ЗАДАНИЕ A ->
Выведите без изменений весь фрагмент о жанровой природе «Мемуаров» Реца.

ДАННЫЙ ФРАГМЕНТ ->

..........

Ключ к пониманию «Мемуаров» Реца, их своеобразия и значимости — верное решение проблемы их жанровой природы. Проблема эта не простая. Истоки ее сложности двояки: живучесть предубеждений, сложившихся вокруг фигуры Реца и его произведения, и жанровая многоплановость последнего. Эту отличительную черту произведения, созданного Рецем, четко определила М.-Т. Хипп. «Мемуары» Реца, — отмечает французская исследовательница, — «это перекресток, где пересекаются и сливаются все возможные формы: документ, автобиография, исторический роман, мемуары» 10. М.-Т. Хипп видит здесь некую общую тенденцию, характеризующую эволюцию французской повествовательной прозы второй половины XVII в. В качестве примера она ссылается на апокрифические романы-мемуары Куртиля де Сандра или на подлинные «Мемуары» м-ль де Монпансье. Этот перечень можно и расширить. Так, например, очевидный сдвиг традиционного типа мемуаров в сторону автобиографии, включающей в себя рассказ о формировании сознания героя, о «истории души», можно наблюдать и в таком примечательном литературном памятнике, как «Мемуары» Луи де Понтиса. Это произведение, созданное Дю Фоссе в середине 50-х гг. XVII столетия и увидевшее свет в 1676 г., воспроизводит запись воспоминаний старого вояки, офицера, который, более пятидесяти лет прослужив в армии при Генрихе IV, Людовике XIII и Людовике XIV, в конце жизни, преисполненной не только треволнений, но и горьких разочарований, окончательно убедившись в неблагодарности и бездушии королевского двора, нашел уединение и покой в янсенистском монастыре Пор-Рояль 11.

..........

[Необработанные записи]
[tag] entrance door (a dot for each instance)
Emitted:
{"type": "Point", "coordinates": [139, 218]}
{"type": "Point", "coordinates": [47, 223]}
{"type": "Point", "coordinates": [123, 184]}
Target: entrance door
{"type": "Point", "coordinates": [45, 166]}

..........

ЗАДАНИЕ B ->
Представьте все записи выше в виде JSON-списка строк, где каждой строке записей соответствует один элемент, а пустые строки пропущены.

РЕШЕНИЕ ЗАДАНИЯ A ->
Ключ к пониманию «Мемуаров» Реца, их своеобразия и значимости — верное решение проблемы их жанровой природы. Проблема эта не простая. Истоки ее сложности двояки: живучесть предубеждений, сложившихся вокруг фигуры Реца и его произведения, и жанровая многоплановость последнего. Эту отличительную черту произведения, созданного Рецем, четко определила М.-Т. Хипп. «Мемуары» Реца, — отмечает французская исследовательница, — «это перекресток, где пересекаются и сливаются все возможные формы: документ, автобиография, исторический роман, мемуары» 10. М.-Т. Хипп видит здесь некую общую тенденцию, характеризующую эволюцию французской повествовательной прозы второй половины XVII в. В качестве примера она ссылается на апокрифические романы-мемуары Куртиля де Сандра или на подлинные «Мемуары» м-ль де Монпансье. Этот перечень можно и расширить. Так, например, очевидный сдвиг традиционного типа мемуаров в сторону автобиографии, включающей в себя рассказ о формировании сознания героя, о «истории души», можно наблюдать и в таком примечательном литературном памятнике, как «Мемуары» Луи де Понтиса. Это произведение, созданное Дю Фоссе в середине 50-х гг. XVII столетия и увидевшее свет в 1676 г., воспроизводит запись воспоминаний старого вояки, офицера, который, более пятидесяти лет прослужив в армии при Генрихе IV, Людовике XIII и Людовике XIV, в конце жизни, преисполненной не только треволнений, но и горьких разочарований, окончательно убедившись в неблагодарности и бездушии королевского двора, нашел уединение и покой в янсенистском монастыре Пор-Рояль 11.

РЕШЕНИЕ ЗАДАНИЯ B ->
[
  "[tag] entrance door (a dot for each instance)",
  "Emitted:",
  "{\"type\": \"Point\", \"coordinates\": [139, 218]}",
  "{\"type\": \"Point\", \"coordinates\": [47, 223]}",
  "{\"type\": \"Point\", \"coordinates\": [123, 184]}",
  "Target: entrance door",
  "{\"type\": \"Point\", \"coordinates\": [45, 166]}"
]